**Entries provided**
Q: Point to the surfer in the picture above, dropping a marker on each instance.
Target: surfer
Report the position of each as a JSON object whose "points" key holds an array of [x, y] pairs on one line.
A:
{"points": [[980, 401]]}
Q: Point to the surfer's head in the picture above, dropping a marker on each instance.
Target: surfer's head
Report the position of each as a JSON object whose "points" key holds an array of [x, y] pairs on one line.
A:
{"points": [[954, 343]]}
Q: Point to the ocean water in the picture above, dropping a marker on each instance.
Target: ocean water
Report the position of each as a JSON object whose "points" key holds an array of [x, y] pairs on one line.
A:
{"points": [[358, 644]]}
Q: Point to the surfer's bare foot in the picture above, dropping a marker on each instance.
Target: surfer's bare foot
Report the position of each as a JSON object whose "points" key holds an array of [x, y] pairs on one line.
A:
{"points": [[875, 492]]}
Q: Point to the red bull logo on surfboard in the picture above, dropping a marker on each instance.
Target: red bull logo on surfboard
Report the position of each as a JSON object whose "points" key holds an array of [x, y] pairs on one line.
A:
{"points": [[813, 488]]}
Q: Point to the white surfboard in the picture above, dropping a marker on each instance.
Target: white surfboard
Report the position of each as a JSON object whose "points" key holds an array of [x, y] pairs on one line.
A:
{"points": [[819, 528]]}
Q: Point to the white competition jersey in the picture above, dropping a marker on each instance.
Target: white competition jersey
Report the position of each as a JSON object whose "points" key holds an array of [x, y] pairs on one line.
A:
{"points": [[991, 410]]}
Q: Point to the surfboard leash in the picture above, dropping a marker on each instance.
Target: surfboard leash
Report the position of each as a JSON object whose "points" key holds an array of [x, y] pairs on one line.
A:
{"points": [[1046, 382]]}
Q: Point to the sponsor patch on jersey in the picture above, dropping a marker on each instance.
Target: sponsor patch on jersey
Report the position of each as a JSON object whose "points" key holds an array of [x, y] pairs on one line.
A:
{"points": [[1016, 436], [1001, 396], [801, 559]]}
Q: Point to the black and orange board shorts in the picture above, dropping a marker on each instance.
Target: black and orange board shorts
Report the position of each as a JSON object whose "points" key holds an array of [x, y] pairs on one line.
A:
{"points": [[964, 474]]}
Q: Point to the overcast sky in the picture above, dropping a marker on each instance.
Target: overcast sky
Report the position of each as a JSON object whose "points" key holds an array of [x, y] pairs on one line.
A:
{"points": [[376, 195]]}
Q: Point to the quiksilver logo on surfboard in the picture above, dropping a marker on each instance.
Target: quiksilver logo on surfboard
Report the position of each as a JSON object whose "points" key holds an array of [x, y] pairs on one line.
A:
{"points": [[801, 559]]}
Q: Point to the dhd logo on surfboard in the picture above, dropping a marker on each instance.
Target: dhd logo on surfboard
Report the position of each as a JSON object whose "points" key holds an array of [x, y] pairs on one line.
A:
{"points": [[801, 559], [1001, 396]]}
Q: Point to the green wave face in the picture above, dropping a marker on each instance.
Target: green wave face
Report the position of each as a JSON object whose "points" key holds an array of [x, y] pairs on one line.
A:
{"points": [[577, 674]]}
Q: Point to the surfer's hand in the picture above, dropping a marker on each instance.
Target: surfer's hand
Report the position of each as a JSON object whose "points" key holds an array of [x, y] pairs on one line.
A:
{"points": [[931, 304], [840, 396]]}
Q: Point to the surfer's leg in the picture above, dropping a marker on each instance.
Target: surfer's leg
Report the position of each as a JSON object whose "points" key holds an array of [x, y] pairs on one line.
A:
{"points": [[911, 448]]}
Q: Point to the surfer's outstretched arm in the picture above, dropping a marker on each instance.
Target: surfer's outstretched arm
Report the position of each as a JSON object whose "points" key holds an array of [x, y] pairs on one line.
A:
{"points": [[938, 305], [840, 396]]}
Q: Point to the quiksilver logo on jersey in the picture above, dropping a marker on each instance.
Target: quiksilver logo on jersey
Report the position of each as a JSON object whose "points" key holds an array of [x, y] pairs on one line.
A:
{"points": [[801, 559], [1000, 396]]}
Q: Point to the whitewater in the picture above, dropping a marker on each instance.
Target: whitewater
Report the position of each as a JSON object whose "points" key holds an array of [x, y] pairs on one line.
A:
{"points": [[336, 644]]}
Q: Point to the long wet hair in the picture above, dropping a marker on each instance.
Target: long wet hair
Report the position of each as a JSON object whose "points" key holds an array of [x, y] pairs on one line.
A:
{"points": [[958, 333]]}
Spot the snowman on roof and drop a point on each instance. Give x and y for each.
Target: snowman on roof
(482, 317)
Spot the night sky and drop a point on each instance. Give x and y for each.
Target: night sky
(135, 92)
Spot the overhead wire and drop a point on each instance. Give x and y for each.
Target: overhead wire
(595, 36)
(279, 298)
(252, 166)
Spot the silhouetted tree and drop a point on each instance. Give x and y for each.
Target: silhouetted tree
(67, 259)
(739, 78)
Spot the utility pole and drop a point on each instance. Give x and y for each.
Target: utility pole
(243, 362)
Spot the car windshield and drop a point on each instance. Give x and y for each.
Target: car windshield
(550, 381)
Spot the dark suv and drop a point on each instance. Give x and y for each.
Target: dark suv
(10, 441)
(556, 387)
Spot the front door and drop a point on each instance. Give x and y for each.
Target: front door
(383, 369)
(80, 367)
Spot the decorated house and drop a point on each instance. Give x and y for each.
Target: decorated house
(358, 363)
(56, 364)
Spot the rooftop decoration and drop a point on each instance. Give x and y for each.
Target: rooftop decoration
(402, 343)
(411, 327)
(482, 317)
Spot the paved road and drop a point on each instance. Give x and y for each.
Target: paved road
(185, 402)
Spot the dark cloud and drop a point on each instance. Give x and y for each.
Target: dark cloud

**Your objective**
Please go through the data above and copy every line that has the word "ocean".

**Response to the task**
Q: Point to the ocean water in the picture above, dropping a marker on each instance.
Target: ocean water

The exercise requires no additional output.